[WORK INSTRUCTIONS]: Can you pull out, word for word, the lines of the entries that begin at the line containing "Target: chimney" and end with the line containing "[153, 162, 301, 359]"?

Object detection data:
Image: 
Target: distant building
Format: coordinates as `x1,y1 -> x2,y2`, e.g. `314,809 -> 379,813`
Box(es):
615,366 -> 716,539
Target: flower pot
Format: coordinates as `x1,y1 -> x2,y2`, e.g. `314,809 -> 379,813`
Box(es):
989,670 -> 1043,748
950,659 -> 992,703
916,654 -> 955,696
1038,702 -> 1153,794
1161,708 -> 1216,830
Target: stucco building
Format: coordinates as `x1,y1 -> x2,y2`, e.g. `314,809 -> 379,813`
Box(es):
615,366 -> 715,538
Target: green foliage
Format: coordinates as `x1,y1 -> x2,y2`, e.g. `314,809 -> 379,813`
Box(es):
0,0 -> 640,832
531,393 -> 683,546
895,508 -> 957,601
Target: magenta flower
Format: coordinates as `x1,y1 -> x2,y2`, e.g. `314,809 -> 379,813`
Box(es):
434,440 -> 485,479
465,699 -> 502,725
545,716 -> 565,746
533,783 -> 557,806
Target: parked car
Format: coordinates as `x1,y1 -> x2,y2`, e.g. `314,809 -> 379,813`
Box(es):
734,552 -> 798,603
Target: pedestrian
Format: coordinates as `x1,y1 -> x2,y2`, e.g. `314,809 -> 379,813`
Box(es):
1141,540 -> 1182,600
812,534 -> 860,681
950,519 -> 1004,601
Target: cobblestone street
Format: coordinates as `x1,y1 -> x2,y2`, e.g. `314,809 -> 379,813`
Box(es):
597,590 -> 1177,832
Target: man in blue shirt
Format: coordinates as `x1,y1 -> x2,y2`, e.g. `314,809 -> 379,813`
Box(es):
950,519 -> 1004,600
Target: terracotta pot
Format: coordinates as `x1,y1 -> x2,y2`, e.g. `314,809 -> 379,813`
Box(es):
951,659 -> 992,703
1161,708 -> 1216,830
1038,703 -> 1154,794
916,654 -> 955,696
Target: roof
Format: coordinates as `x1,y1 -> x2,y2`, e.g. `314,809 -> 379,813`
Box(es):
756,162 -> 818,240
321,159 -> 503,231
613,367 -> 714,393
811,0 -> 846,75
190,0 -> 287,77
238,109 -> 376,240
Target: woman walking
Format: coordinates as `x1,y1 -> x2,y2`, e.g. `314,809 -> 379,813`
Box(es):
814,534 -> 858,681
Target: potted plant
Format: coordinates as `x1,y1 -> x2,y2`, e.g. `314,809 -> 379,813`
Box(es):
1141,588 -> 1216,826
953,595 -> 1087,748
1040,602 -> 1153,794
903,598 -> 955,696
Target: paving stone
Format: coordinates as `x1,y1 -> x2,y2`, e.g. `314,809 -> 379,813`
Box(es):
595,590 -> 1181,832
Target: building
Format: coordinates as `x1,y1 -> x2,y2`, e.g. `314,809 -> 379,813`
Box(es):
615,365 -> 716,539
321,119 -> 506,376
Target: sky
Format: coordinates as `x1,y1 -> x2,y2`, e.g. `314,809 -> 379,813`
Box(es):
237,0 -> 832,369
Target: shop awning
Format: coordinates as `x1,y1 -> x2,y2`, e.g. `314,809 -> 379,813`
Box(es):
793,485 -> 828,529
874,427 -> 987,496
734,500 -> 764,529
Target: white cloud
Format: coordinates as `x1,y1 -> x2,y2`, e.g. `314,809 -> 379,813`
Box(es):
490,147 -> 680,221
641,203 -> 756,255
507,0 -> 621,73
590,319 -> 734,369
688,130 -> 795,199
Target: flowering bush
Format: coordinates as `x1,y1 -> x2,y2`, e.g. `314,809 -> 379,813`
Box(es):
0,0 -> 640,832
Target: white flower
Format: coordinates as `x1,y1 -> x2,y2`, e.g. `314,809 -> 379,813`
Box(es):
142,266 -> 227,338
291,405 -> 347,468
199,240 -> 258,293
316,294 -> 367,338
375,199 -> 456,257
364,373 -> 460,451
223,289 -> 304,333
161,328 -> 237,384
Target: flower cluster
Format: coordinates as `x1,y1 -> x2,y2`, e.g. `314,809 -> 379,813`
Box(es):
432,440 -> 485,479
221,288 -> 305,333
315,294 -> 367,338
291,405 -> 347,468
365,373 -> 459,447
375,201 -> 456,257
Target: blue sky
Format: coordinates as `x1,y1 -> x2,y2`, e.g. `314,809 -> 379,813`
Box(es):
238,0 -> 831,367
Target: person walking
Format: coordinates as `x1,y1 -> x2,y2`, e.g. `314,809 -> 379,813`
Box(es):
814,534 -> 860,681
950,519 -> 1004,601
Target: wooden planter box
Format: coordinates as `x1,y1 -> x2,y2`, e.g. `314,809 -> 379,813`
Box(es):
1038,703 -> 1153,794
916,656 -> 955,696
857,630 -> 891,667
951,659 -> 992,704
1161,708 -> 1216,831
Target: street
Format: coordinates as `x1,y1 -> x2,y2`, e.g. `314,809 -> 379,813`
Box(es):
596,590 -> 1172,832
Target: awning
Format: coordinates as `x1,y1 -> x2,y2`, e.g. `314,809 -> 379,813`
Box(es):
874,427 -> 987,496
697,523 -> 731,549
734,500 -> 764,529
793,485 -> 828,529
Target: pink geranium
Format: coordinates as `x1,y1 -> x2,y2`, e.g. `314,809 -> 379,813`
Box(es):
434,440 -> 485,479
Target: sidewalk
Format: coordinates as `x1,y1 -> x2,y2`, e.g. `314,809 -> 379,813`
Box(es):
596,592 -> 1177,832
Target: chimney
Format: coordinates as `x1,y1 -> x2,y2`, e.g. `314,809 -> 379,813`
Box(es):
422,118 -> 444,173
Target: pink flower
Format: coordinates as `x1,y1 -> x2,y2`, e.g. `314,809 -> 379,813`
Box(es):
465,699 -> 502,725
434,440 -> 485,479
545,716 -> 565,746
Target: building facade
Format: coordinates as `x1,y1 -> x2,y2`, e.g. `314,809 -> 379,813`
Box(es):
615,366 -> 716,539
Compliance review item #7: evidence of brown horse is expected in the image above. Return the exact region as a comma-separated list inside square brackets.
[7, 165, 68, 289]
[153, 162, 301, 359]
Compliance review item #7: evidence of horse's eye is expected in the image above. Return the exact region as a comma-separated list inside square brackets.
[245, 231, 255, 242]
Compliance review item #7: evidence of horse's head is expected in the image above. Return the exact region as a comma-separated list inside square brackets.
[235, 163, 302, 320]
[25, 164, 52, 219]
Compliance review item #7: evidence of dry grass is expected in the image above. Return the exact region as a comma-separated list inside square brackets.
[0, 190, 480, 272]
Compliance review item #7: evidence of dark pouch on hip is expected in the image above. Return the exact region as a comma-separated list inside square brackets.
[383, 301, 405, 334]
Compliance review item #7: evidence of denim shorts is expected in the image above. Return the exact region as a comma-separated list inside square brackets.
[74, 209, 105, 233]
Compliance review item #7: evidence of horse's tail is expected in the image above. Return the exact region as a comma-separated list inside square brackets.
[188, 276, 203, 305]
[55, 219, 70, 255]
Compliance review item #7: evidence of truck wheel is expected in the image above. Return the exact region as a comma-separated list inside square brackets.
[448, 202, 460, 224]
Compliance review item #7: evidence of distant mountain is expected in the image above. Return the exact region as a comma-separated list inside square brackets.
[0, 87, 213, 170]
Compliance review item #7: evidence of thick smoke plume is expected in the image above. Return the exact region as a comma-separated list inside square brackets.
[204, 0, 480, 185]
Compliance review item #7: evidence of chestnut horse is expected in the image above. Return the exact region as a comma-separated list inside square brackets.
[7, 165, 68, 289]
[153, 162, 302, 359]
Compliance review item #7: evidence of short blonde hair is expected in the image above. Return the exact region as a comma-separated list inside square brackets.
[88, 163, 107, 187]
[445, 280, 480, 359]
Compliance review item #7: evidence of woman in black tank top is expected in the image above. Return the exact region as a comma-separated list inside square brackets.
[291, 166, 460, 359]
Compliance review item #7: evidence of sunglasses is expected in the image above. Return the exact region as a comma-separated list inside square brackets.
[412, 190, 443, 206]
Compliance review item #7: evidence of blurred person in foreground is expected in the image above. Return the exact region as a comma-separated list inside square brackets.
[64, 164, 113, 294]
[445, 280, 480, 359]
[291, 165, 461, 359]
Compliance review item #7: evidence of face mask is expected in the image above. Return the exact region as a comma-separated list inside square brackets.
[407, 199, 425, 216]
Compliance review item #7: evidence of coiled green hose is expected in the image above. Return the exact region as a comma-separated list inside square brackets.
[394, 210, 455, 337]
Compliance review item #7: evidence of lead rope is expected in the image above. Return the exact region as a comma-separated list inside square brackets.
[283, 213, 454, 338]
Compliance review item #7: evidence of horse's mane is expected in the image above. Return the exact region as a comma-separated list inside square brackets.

[SOLUTION BELOW]:
Target: chimney
Format: coordinates as `x1,y1 -> x2,y2`, e.g. `314,809 -> 379,813`
Box(es):
422,118 -> 444,173
Target: pink flower
Format: coordinates as `x1,y1 -> x2,y2`, e.g. `314,809 -> 379,813`
Box(es):
465,699 -> 502,725
434,440 -> 485,479
545,716 -> 565,746
Target: building facade
Format: coordinates as `x1,y1 -> x2,y2`, e.g. `314,809 -> 379,813`
Box(es):
615,366 -> 716,539
Compliance review item #7: evidence of brown horse is expected in the image above. Return the exact region as a comma-separated list inside square brackets.
[7, 165, 68, 289]
[153, 162, 301, 359]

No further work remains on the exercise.